* [Instruction 1]: From the passage on linearity of expectation, list every time period for which it mentions an expected amount of rain.
* [Instruction 2]: Quote the passage on linearity of expectation from "Linearity of expectation is" to "they are independent.".

* [Provided passage]:
────────────────────

Linearity of Expectation

Linearity of expectation is the property that the expected value of the sum of random variables is equal to the sum of their individual expected values, regardless of whether they are independent.

The expected value of a random variable is essentially a weighted average of possible outcomes. We are often interested in the expected value of a sum of random variables. For example, suppose we are playing a game in which we take the sum of the numbers rolled on two six-sided dice:

Calculating the expected value of the sum of the rolls is tedious using our basic methods. Instead, we make the following argument: "Well, the expected value for each die is $3.5$, and the two dice rolls are independent events, so the expected value for their sum should be $3.5+3.5=7$."

And this is true—these expected values add. But there’s more! The linearity property of expectation is especially powerful because it tells us that we can add expected values in this fashion even when the random variables are dependent.

Let that sink in for a moment, as it can be quite counter-intuitive! As an example, this means that the expected value for the amount of rain this weekend is precisely the expected value for the amount of rain on Saturday plus the expected value for the amount of rain on Sunday, even though we do not think that the amount of rain on Saturday is independent of the amount of rain on Sunday (for example, a very rainy Saturday increases the likelihood of a rainy Sunday).

────────────────────

* [Entries provided]:
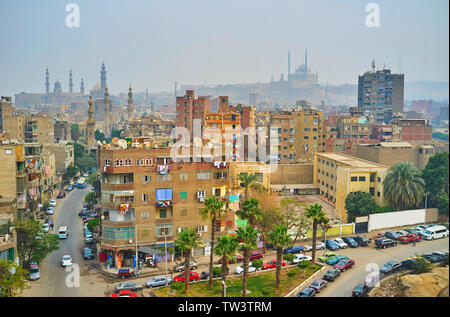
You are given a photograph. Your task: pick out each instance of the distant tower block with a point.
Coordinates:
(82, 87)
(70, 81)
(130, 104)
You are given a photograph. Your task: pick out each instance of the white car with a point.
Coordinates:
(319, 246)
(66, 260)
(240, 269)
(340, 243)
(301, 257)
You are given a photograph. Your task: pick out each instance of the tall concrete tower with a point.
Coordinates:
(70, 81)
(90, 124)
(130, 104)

────────────────────

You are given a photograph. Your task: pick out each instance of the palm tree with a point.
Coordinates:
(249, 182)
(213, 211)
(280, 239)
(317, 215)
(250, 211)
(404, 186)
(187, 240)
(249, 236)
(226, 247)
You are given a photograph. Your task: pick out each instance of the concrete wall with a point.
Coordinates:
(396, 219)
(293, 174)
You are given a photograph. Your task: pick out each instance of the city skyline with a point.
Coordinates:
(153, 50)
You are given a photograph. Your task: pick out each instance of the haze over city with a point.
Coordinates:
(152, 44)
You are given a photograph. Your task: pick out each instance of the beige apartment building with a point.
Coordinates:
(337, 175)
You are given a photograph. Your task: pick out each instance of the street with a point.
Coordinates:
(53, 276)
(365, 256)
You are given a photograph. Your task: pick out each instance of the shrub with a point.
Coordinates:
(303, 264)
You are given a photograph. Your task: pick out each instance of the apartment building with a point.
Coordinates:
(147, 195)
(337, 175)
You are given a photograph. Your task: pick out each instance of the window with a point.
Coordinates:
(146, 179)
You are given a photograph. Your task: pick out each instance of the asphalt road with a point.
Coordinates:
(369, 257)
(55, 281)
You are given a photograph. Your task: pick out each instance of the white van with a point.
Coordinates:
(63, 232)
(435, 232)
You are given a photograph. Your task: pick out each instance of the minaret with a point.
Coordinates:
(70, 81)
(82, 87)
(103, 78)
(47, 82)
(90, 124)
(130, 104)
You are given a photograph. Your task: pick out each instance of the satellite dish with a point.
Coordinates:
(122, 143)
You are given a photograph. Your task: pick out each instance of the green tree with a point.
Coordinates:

────────────────────

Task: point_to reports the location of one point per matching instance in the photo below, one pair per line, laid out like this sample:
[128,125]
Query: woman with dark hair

────────────────────

* [Written answer 1]:
- This weekend
- Saturday
- Sunday

* [Written answer 2]:
Linearity of expectation is the property that the expected value of the sum of random variables is equal to the sum of their individual expected values, regardless of whether they are independent.